* _Texte à analyser_:
►
Dans le protocole, seul le projet de déménagement de la PMI de la rue du garde-chasse dans le site actuel de la maternité des Lilas reste pour l’heure incertain, le conseil départemental attendant des garanties sur un soutien financier. “L’ARS ne sera pas quitte d’une négociation qui sera très serrée“, fait d’ailleurs savoir, Daniel Guiraud, ancien maire des Lilas et vice-président du département chargé des finances. Les travaux sont prévus par phases durant un à un an et demi, pour éviter toute interruption d’activité.
◄
[Éléments d'un jeu de données]
►
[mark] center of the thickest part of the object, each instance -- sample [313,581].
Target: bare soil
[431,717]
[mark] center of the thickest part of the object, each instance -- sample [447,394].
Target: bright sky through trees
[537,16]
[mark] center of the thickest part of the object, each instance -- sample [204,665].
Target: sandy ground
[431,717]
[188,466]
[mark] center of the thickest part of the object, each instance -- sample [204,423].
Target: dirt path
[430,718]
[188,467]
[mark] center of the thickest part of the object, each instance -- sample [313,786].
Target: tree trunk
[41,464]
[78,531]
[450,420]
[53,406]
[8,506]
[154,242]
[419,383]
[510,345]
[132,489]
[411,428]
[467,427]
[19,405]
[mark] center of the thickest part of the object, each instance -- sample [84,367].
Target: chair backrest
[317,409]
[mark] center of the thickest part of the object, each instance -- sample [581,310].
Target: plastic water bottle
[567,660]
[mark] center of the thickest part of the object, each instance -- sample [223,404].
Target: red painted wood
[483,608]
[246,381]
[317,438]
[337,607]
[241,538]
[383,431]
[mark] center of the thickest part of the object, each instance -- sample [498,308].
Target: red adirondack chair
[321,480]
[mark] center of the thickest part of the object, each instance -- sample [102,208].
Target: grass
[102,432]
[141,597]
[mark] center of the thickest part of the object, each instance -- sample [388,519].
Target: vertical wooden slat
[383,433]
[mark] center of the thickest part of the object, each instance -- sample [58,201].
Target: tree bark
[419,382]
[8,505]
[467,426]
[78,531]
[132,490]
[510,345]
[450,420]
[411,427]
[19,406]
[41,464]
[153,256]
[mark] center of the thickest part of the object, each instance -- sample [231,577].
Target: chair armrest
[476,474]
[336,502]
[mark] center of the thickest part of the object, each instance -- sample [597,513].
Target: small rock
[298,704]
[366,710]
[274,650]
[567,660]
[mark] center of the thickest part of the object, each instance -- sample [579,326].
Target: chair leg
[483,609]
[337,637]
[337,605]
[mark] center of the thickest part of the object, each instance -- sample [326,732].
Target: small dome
◄
* _À faire_:
1. Traduisez en anglais la phrase suivante du texte à analyser : « Les travaux sont prévus par phases durant un à un an et demi, pour éviter toute interruption d’activité. »
2. Renvoyez le passage du texte à analyser qui va de « Dans le protocole, seul » jusqu'à « toute interruption d’activité. » inclus.

* _Liste des solutions_:
1. The work is planned in phases over a period of one to one and a half years, to avoid any interruption of activity.

2.
Dans le protocole, seul le projet de déménagement de la PMI de la rue du garde-chasse dans le site actuel de la maternité des Lilas reste pour l’heure incertain, le conseil départemental attendant des garanties sur un soutien financier. “L’ARS ne sera pas quitte d’une négociation qui sera très serrée“, fait d’ailleurs savoir, Daniel Guiraud, ancien maire des Lilas et vice-président du département chargé des finances. Les travaux sont prévus par phases durant un à un an et demi, pour éviter toute interruption d’activité.